━━ MATERIAL FOR THIS TASK ━━

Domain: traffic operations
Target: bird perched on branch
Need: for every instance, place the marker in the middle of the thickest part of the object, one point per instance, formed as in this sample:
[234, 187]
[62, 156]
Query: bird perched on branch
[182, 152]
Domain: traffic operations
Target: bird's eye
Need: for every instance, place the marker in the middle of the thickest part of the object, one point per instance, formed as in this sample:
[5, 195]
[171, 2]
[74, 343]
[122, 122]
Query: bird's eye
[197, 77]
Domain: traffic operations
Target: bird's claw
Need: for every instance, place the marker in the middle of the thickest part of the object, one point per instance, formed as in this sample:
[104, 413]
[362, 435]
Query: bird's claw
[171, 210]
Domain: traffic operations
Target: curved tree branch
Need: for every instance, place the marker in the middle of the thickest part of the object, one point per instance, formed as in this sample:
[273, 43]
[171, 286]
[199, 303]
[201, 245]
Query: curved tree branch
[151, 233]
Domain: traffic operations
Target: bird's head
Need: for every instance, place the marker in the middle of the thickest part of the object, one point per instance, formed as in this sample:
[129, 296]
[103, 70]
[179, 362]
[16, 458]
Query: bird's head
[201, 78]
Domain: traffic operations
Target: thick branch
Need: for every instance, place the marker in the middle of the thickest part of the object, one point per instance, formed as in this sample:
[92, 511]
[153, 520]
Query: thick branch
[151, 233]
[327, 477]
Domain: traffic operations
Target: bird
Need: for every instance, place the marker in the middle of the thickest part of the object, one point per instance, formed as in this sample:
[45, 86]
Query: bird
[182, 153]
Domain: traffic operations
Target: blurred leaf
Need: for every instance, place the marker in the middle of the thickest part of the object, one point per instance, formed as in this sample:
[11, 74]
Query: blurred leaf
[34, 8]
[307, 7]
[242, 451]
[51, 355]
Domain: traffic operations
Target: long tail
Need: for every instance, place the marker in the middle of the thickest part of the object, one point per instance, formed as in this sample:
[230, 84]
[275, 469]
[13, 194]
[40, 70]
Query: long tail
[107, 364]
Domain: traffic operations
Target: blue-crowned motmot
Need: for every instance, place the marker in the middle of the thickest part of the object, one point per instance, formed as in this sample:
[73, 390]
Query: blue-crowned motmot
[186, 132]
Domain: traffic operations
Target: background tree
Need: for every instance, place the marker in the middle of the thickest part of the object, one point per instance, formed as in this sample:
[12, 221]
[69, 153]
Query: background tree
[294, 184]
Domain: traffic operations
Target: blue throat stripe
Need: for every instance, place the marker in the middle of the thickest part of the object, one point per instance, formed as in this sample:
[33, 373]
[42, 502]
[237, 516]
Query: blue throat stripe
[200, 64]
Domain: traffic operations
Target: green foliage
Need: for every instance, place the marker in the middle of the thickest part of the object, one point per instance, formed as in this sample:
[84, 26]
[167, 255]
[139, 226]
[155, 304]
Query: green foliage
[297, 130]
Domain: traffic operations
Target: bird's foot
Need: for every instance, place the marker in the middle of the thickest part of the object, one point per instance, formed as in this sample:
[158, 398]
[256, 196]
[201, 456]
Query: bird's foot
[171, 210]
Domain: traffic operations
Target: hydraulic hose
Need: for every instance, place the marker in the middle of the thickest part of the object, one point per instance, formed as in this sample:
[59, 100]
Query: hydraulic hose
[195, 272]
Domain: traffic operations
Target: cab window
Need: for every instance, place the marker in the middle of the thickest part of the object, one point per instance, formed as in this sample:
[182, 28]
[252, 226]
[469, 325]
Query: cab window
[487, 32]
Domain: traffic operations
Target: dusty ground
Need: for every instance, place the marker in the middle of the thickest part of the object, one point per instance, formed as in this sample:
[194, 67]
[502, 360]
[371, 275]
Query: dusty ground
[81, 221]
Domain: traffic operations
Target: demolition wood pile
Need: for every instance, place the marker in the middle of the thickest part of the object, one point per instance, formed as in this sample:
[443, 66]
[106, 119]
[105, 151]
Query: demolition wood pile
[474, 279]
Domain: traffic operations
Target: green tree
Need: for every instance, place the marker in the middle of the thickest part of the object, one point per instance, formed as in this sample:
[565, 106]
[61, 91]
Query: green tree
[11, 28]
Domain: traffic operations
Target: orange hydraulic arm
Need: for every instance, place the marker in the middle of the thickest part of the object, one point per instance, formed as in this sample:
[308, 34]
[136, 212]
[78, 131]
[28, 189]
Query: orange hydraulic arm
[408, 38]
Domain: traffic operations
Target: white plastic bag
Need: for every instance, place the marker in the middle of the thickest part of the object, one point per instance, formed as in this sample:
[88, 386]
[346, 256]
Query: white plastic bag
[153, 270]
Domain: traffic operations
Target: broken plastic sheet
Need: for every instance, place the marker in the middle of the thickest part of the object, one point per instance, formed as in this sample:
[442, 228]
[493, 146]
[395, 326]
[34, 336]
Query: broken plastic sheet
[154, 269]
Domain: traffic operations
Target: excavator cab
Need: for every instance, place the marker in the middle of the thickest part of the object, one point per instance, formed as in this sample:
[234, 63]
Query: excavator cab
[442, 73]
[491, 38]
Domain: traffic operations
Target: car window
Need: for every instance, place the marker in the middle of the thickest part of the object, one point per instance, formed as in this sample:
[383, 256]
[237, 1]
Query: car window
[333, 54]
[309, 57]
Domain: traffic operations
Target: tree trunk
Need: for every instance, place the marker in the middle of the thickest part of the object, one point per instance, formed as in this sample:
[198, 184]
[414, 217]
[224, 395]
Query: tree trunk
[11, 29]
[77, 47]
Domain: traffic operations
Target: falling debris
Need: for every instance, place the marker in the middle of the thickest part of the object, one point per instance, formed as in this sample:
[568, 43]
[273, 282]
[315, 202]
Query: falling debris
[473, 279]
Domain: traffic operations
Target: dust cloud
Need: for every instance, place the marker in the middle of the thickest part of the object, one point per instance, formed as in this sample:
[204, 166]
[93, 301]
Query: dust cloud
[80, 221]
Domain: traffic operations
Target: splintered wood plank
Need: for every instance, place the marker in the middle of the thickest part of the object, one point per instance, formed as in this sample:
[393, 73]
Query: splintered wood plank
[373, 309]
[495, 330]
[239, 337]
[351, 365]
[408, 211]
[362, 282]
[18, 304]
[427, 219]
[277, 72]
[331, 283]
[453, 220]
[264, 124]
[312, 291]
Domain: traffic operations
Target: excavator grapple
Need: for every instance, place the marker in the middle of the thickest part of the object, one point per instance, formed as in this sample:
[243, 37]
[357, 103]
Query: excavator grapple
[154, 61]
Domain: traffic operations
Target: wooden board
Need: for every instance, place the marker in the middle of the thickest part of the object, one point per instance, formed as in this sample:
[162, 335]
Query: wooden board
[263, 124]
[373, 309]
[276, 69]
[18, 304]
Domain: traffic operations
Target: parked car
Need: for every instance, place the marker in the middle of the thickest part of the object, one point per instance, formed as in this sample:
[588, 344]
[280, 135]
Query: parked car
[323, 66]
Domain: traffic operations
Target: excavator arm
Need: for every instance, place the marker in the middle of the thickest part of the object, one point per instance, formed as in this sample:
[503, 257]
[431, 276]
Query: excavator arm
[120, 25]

━━━

BRIEF
Print the whole listing again, exactly.

WRITTEN REPLY
Domain: traffic operations
Target: bird perched on branch
Need: for every instance, place the marker in the middle of the thickest part of the object, one point per instance, formed as in this sample:
[234, 187]
[62, 156]
Query: bird perched on branch
[182, 152]
Domain: traffic operations
Target: bird's eye
Need: for every instance, place the marker in the middle of the thickest part of the object, one point per instance, formed as in this sample:
[5, 195]
[171, 2]
[74, 343]
[122, 122]
Query: bird's eye
[197, 77]
Domain: traffic operations
Target: bird's claw
Need: for every instance, place the marker in the middle of the thickest part of the object, one point per instance, formed as in this sample:
[104, 413]
[362, 435]
Query: bird's claw
[171, 210]
Domain: traffic operations
Target: curved tree branch
Need: for every instance, place the marker in the middle of the thickest part of the object, one point per instance, formed as in this sample:
[273, 43]
[171, 286]
[199, 303]
[201, 245]
Query: curved tree branch
[151, 233]
Domain: traffic operations
Target: bird's head
Need: for every instance, place the marker in the middle of the thickest part of the object, one point per instance, formed as in this sample:
[129, 296]
[103, 70]
[179, 362]
[16, 458]
Query: bird's head
[201, 78]
Domain: traffic operations
Target: thick branch
Need: for every instance, place the marker in the middle of the thickest part of the object, one point per instance, formed as in this sample:
[92, 511]
[153, 520]
Query: thick branch
[151, 233]
[327, 477]
Domain: traffic operations
Target: bird
Need: for every instance, place the marker in the middle of the thickest part of the object, one point per instance, formed as in this sample:
[45, 86]
Query: bird
[182, 153]
Domain: traffic operations
Target: blurred leaf
Need: for every instance, place the marker in the middle of the thickest part of the object, one point per instance, formed as in this sample:
[11, 74]
Query: blurred leaf
[34, 8]
[307, 7]
[242, 451]
[51, 355]
Domain: traffic operations
Target: long tail
Need: for every instance, place the marker in the middle of the thickest part of the object, one point per instance, formed as in this sample:
[230, 84]
[275, 469]
[13, 194]
[40, 70]
Query: long tail
[107, 364]
Domain: traffic operations
Target: blue-crowned motmot
Need: for every instance, place the marker in the middle of the thickest part of the object, one point per instance, formed as in this sample:
[73, 390]
Query: blue-crowned motmot
[186, 132]
Domain: traffic operations
Target: background tree
Need: for every instance, place the marker in the middle of the thickest part of the object, one point per instance, formed as in this sample:
[12, 221]
[69, 153]
Query: background tree
[294, 184]
Domain: traffic operations
Target: blue throat stripe
Need: for every instance, place the marker in the middle of the thickest part of the object, one point per instance, formed as in this sample:
[33, 373]
[42, 502]
[237, 516]
Query: blue throat stripe
[200, 64]
Domain: traffic operations
Target: green foliage
Need: for every instance, place the marker in the middle of the thickest part of the object, one point per instance, formed as in this sample:
[84, 26]
[167, 255]
[139, 226]
[155, 304]
Query: green foliage
[297, 130]
Domain: traffic operations
Target: bird's foot
Need: for every instance, place the marker in the middle of the thickest part of the object, one point per instance, formed as in this sample:
[158, 398]
[256, 196]
[201, 456]
Query: bird's foot
[171, 210]
Domain: traffic operations
Target: hydraulic hose
Need: for every instance, place the marker in the middle of the thickest part of the object, one point per instance, formed as in this sample:
[59, 100]
Query: hydraulic hose
[195, 272]
Domain: traffic operations
Target: cab window
Need: for every instance, place the marker in the middle of the thickest part of the object, one point per instance, formed as in this sample:
[182, 28]
[252, 226]
[469, 325]
Query: cab window
[487, 32]
Domain: traffic operations
Target: dusty ground
Need: for every instance, place the marker in the middle of the thickest part of the object, one point per instance, formed as in this sample:
[194, 67]
[502, 360]
[371, 275]
Query: dusty ground
[81, 221]
Domain: traffic operations
Target: demolition wood pile
Need: for every instance, place the marker in the middle of the thickest part of the object, one point per instance, formed as in this sample:
[443, 66]
[106, 119]
[105, 151]
Query: demolition wood pile
[474, 279]
Domain: traffic operations
Target: green tree
Need: for every instance, place the marker in the middle of the thickest part of the object, one point per instance, formed as in this sample:
[565, 106]
[61, 91]
Query: green tree
[11, 28]
Domain: traffic operations
Target: orange hydraulic arm
Need: for every instance, place the marker in the middle of the thickest part of the object, one point per instance, formed as in this sample:
[308, 34]
[136, 212]
[78, 131]
[28, 189]
Query: orange hydraulic arm
[408, 38]
Domain: traffic operations
Target: white plastic bag
Need: for every instance, place the marker in the middle of the thickest part of the object, one point per instance, formed as in this sample:
[88, 386]
[346, 256]
Query: white plastic bag
[153, 270]
Domain: traffic operations
Target: broken plastic sheet
Need: for every instance, place the marker in the middle of the thickest part of the object, one point per instance, formed as in this sample:
[442, 228]
[493, 146]
[395, 326]
[34, 336]
Query: broken plastic sheet
[154, 269]
Domain: traffic operations
Target: excavator cab
Need: for every instance, place the marker in the middle of the thickest part of the object, one point per instance, formed as in this sample:
[234, 63]
Query: excavator cab
[442, 73]
[491, 38]
Domain: traffic operations
Target: car window
Need: for every instance, place the marker in the middle of the thickest part of the object, one point per instance, formed as in this sample:
[383, 256]
[237, 1]
Query: car window
[333, 54]
[309, 57]
Domain: traffic operations
Target: tree trunk
Need: for every instance, place the marker in the middle of the thickest part of the object, one point per instance, formed as in this sample:
[198, 184]
[414, 217]
[224, 395]
Query: tree trunk
[11, 29]
[77, 47]
Domain: traffic operations
Target: falling debris
Need: for every instance, place the marker in the middle of the thickest part of the object, one point per instance, formed as in this sample:
[568, 43]
[273, 282]
[315, 202]
Query: falling debris
[473, 279]
Domain: traffic operations
Target: dust cloud
Need: for every instance, place the marker in the middle of the thickest part of the object, one point per instance, formed as in this sample:
[204, 166]
[93, 301]
Query: dust cloud
[80, 221]
Domain: traffic operations
Target: splintered wood plank
Need: for every instance, place the marker in the middle of the thickest part of the object, one point per instance, formed as in this sample:
[393, 73]
Query: splintered wood plank
[373, 309]
[495, 330]
[239, 337]
[351, 365]
[408, 211]
[362, 282]
[18, 304]
[427, 219]
[277, 72]
[331, 283]
[453, 220]
[264, 124]
[312, 291]
Domain: traffic operations
Target: excavator grapple
Need: for every instance, place the marker in the middle of the thickest part of the object, one point per instance, formed as in this sample:
[243, 37]
[357, 103]
Query: excavator grapple
[154, 61]
Domain: traffic operations
Target: wooden board
Need: for every instance, place the marker in the middle of the thickest part of the object, one point per instance, formed as in this sample:
[162, 335]
Query: wooden board
[263, 124]
[373, 309]
[276, 69]
[18, 304]
Domain: traffic operations
Target: parked car
Need: for every instance, place the marker in the middle of the thickest part of the object, one point per instance, formed as in this sample:
[588, 344]
[280, 135]
Query: parked car
[323, 66]
Domain: traffic operations
Target: excavator arm
Need: for every instance, place the marker in the middle of the thickest part of the object, one point per instance, formed as in this sample:
[503, 257]
[431, 276]
Query: excavator arm
[120, 25]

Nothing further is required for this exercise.